*MATERIAL PROVIDED:*
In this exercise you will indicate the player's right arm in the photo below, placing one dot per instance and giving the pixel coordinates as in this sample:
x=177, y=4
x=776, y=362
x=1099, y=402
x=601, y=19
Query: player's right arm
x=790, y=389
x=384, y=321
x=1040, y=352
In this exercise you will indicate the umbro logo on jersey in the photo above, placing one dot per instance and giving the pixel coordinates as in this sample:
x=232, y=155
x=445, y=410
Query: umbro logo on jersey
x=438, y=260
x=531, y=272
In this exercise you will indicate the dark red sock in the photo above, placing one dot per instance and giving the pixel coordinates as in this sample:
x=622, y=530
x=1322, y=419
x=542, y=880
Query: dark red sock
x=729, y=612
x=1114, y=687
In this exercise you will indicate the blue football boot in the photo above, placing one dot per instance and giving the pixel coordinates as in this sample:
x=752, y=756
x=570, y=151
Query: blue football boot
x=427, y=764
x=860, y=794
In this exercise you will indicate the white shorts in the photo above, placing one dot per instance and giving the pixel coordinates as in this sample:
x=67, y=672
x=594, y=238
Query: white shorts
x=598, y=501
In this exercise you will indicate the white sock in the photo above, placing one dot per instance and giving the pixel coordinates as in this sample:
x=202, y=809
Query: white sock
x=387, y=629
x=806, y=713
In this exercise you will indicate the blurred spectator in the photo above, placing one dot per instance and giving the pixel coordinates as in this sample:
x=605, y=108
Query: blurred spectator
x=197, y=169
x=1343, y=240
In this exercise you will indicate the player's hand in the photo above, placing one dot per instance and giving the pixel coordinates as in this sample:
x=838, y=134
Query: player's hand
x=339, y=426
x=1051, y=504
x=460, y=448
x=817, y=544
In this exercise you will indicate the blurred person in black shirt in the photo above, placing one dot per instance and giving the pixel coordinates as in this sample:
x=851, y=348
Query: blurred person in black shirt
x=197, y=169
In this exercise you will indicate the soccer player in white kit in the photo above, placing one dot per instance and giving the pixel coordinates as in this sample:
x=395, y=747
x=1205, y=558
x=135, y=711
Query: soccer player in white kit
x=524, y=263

*WHAT TO WORK ON:*
Put every line of the rows above into a Markdown table with two columns, Line and Content, numbering the lines in order and omitting any blank lines.

*THE ANSWER:*
| Line | Content |
|---|---|
| 1 | In this exercise you will indicate the player's right arm in the photo below, placing one dot per instance and giving the pixel coordinates as in this sample: |
| 2 | x=177, y=4 |
| 3 | x=776, y=362 |
| 4 | x=1099, y=402 |
| 5 | x=601, y=19 |
| 6 | Query: player's right arm |
| 7 | x=790, y=389 |
| 8 | x=384, y=321 |
| 9 | x=1040, y=352 |
| 10 | In this exercise you will indicate the umbro logo on jersey in the photo above, placing one dot per instance and giving the pixel coordinates as in this sample: |
| 11 | x=232, y=155 |
| 12 | x=445, y=410 |
| 13 | Query: umbro logo on jersey |
| 14 | x=438, y=260 |
| 15 | x=531, y=272 |
| 16 | In this exercise you will indicate the dark red sock in the photo above, placing one dot per instance and giving the pixel coordinates as in this sample: |
| 17 | x=622, y=530 |
| 18 | x=1322, y=419 |
| 19 | x=542, y=880 |
| 20 | Query: dark red sock |
| 21 | x=729, y=612 |
| 22 | x=1114, y=687 |
| 23 | In this exercise you will indicate the blue football boot in the photo above, placing one dot per instance and giving the pixel coordinates as in this sample: |
| 24 | x=752, y=756 |
| 25 | x=570, y=151 |
| 26 | Query: blue football boot |
| 27 | x=427, y=764 |
| 28 | x=860, y=794 |
| 29 | In this exercise you will indicate the white shorts in the photo above, placing one dot per instance and giving the pixel coordinates as in this sample: |
| 30 | x=67, y=672 |
| 31 | x=594, y=238 |
| 32 | Query: white shorts |
| 33 | x=598, y=501 |
| 34 | In this exercise you will indicate the white sock in the photo above, placing one dot per instance and giving the pixel coordinates as in this sample: |
| 35 | x=202, y=809 |
| 36 | Query: white sock |
| 37 | x=387, y=629 |
| 38 | x=806, y=713 |
| 39 | In this exercise you will indicate the blurred spectator in the photo above, placing one dot per instance and giving the pixel coordinates as in this sample: |
| 40 | x=605, y=108 |
| 41 | Query: blurred spectator |
| 42 | x=197, y=169 |
| 43 | x=1343, y=240 |
| 44 | In this exercise you will indicate the player's hand in the photo above, placing one dot per instance and giving the pixel coordinates as in this sample: |
| 45 | x=838, y=134 |
| 46 | Query: player's hand |
| 47 | x=339, y=426 |
| 48 | x=1051, y=504 |
| 49 | x=460, y=448 |
| 50 | x=817, y=544 |
| 51 | In this exercise you will indicate the blurred person in black shirt in the photo above, placing one dot per instance and giving the pixel coordinates as in this sample: |
| 52 | x=851, y=348 |
| 53 | Query: blurred person in black shirt |
| 54 | x=197, y=169 |
| 55 | In this exercise you will indicate the soccer player in white kit in the photo above, placing one dot per instance and giving the pixel coordinates as in this sample: |
| 56 | x=395, y=747 |
| 57 | x=1205, y=558 |
| 58 | x=135, y=711 |
| 59 | Query: soccer player in white kit |
| 60 | x=524, y=263 |